→ Exercise instructions
Take the line containing "woman in blue" and all lines after it to the end of the records, and output them exactly.
>> Begin Task material
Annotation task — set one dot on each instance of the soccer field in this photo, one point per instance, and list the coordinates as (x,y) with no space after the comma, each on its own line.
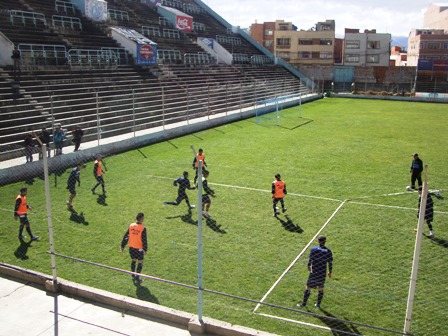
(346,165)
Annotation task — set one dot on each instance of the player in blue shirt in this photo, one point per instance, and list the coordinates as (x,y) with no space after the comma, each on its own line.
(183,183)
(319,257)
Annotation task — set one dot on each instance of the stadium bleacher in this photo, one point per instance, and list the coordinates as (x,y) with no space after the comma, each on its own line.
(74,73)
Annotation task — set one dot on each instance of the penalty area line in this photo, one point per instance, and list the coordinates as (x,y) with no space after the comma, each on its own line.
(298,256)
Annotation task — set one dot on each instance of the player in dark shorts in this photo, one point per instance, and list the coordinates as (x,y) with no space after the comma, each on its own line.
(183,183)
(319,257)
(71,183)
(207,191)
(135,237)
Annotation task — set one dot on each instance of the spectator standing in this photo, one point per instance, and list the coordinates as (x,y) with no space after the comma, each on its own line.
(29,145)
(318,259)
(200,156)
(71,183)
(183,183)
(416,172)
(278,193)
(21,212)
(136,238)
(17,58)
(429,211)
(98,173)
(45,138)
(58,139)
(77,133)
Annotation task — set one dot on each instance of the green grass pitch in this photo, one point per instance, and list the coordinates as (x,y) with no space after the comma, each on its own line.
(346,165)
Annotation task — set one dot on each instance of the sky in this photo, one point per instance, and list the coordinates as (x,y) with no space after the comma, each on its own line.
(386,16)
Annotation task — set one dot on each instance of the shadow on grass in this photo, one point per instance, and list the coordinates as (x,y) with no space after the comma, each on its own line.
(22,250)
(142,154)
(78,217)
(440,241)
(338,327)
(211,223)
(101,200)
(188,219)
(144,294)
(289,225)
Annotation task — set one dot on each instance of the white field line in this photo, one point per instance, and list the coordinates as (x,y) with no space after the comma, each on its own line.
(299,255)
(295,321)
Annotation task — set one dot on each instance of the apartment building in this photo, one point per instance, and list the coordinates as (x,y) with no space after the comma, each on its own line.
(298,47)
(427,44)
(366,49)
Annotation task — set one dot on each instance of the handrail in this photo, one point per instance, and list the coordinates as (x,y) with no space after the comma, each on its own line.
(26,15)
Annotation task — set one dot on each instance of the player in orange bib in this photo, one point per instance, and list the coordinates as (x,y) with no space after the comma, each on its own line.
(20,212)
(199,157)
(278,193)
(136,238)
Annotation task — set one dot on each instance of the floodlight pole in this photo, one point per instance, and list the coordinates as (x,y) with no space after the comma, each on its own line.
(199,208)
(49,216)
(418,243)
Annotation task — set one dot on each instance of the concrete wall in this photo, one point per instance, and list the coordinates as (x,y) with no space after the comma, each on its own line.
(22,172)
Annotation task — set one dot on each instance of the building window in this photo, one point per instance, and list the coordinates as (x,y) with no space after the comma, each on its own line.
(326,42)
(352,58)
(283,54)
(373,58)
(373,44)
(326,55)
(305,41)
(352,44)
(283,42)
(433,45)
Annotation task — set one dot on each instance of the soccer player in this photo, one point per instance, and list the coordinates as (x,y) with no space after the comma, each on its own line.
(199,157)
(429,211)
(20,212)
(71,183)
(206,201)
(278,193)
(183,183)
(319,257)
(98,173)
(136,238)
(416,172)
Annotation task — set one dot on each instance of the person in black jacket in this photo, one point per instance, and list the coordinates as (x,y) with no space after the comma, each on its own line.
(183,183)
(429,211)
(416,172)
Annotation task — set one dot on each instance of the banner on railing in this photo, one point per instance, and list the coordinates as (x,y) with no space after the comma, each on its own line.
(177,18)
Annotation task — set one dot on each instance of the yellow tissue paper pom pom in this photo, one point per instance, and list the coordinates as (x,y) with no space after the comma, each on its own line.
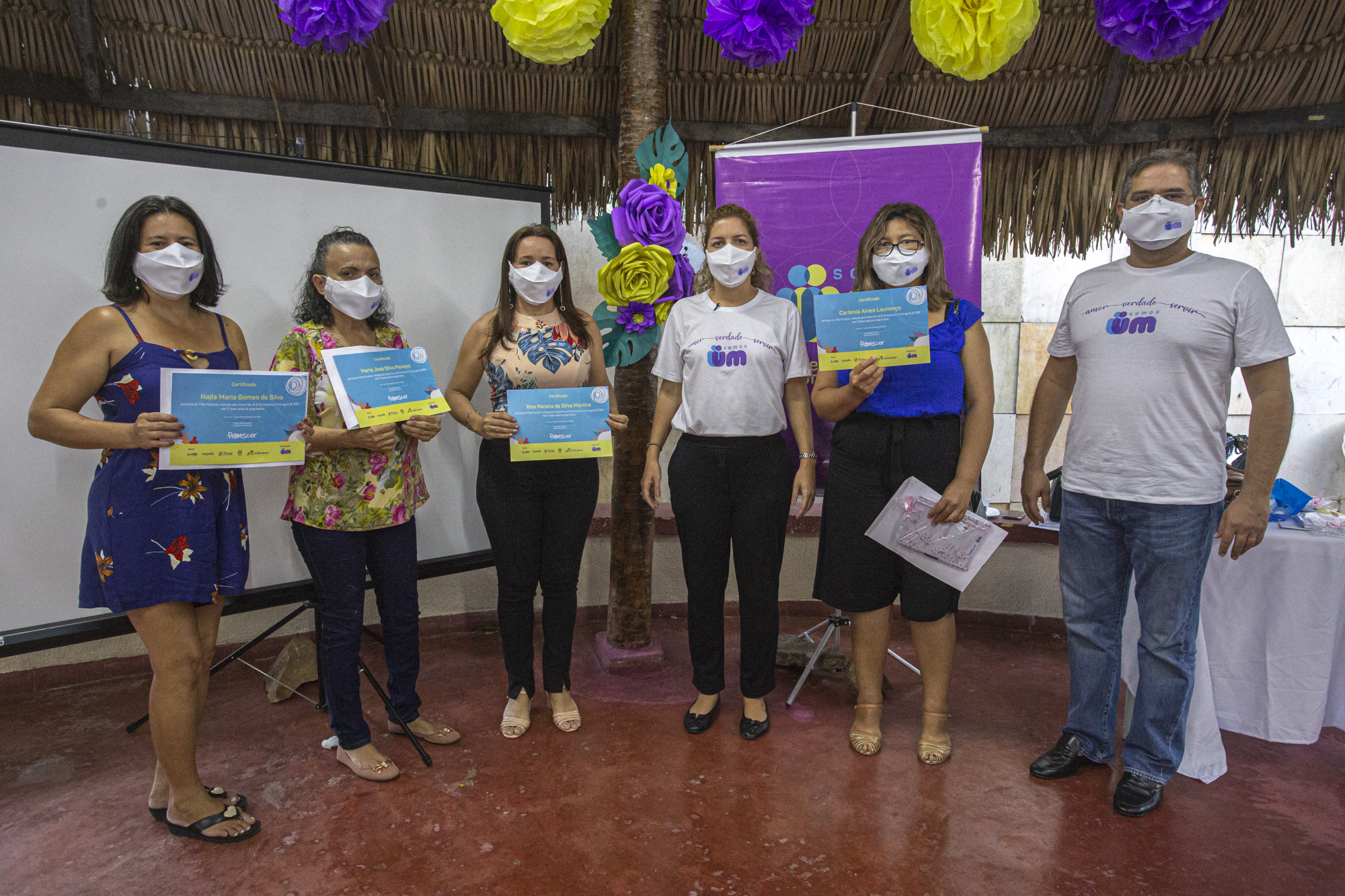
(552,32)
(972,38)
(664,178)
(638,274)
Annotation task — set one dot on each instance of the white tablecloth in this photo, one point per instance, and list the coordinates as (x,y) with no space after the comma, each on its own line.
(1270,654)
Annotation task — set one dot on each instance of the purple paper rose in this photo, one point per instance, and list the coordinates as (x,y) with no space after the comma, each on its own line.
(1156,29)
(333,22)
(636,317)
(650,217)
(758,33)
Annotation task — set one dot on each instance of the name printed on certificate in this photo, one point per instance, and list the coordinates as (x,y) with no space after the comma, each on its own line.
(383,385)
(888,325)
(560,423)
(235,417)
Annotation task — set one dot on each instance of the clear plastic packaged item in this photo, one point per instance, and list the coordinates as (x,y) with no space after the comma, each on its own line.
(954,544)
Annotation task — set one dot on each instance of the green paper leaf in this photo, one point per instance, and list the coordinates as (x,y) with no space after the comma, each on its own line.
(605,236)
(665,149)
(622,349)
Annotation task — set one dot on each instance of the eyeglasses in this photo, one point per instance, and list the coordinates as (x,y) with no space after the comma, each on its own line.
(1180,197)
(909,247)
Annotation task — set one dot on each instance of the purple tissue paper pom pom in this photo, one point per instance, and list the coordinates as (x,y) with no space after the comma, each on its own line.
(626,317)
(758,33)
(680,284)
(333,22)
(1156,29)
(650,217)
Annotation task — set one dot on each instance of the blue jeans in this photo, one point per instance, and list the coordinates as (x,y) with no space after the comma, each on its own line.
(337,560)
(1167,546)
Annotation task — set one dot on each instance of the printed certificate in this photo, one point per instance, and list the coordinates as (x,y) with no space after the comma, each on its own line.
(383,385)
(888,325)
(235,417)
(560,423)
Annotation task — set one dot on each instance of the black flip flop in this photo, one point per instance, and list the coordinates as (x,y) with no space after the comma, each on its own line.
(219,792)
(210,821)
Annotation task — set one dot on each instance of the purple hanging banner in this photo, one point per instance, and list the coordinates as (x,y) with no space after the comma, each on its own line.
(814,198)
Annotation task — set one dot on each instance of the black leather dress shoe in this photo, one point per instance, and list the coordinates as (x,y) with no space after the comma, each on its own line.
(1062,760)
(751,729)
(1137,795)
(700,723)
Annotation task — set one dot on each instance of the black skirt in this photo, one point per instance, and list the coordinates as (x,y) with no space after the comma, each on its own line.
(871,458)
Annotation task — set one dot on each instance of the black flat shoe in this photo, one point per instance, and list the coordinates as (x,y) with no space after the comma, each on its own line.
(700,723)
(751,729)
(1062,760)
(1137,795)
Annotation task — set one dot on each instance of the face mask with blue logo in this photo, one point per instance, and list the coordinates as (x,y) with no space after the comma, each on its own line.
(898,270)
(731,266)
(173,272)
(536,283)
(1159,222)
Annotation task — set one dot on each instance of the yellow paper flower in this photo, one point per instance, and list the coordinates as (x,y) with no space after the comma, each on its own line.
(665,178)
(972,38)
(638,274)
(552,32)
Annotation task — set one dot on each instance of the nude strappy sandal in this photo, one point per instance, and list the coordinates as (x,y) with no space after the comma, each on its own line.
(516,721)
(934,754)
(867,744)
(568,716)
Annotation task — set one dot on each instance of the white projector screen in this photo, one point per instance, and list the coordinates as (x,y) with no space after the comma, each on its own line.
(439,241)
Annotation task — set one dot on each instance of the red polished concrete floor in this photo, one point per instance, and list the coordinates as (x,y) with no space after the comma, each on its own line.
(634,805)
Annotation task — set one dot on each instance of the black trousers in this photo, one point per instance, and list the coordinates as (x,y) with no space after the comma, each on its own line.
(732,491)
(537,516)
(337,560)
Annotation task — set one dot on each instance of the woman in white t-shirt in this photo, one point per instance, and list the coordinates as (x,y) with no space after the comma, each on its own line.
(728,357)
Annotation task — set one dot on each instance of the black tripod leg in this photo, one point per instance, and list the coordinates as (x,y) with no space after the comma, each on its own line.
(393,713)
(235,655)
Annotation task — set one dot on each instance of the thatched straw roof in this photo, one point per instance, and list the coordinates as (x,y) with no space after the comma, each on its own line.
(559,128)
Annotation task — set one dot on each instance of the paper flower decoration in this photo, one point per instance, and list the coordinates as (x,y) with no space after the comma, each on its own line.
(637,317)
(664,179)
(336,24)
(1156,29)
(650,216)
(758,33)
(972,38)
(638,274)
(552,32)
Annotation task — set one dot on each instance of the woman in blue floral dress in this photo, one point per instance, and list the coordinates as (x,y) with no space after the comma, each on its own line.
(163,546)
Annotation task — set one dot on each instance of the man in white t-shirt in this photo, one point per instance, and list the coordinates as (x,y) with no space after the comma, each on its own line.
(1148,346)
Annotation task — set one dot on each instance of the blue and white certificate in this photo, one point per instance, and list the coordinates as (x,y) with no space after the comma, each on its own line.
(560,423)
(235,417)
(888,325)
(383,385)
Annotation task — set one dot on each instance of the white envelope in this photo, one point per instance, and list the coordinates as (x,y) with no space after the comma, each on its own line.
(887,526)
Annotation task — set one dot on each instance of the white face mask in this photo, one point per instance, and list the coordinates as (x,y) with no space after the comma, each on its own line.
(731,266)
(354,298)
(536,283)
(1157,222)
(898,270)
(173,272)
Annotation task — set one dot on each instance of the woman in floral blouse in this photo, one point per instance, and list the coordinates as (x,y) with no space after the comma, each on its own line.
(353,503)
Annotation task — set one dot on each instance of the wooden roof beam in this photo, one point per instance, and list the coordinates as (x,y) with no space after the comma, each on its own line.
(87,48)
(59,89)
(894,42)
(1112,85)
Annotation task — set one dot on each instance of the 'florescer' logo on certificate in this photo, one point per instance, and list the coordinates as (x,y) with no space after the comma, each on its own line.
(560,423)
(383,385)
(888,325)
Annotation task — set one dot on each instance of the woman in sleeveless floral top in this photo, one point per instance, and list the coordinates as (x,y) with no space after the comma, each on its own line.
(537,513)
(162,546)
>> End Task material
→ Written response
Annotation task — set one dot on each instance of the woman in blue floral dress in this photo, one point per instance, and list the coordinates as (x,y) with no space after the comma, each on its own line.
(163,546)
Annotation task — set one dot on each instance of the man in white t-shirt in this photo, one point per instance, and list the coordinates as (x,y) with no space after the comma, each on its own line.
(1148,346)
Annotation task — set one dot on each instance of the blue and white certificate in this photo, one point per instance, and list the coordinates as (x,y) with no space after the comma, each on its own line.
(560,423)
(235,417)
(888,325)
(383,385)
Annotation task — set one dot on each instance of the white envelope in this photo, one point per instance, and list the coordinates as (x,y) with no space after the comma, each on its own line.
(887,526)
Annotation task — set one dot on each instance of the white face mask in this photo, one point per instance, and list the coordinates as (x,y) with no space after the comma, each on its own line.
(731,266)
(354,298)
(536,283)
(1157,222)
(898,270)
(173,272)
Annotation task — set one dot on each instance of the woman in floral blouse in this photo, one point per instance, and list the coordinates as (x,y) with no space after the comma, each on its own line.
(353,503)
Annotation task — set one dot on each instance of the wooden roof beam in this photo, one point per instance, and list the coordinates as (x,y) with no space after the comma, each on its own line.
(87,48)
(59,89)
(894,42)
(1112,85)
Annotation task — set one dot on each instance of the 'florescer' logo on certificate in this photo, one point per instance, and list the coordinates as (x,y) with no space after the comma, each on its own line.
(560,423)
(383,385)
(888,325)
Annotation task — set one dot on each instance of the woman in sleeveless floral top in this photo, one point per instance, and list the coordinates as (x,y) with no space after the comma, each on its own line.
(537,513)
(162,546)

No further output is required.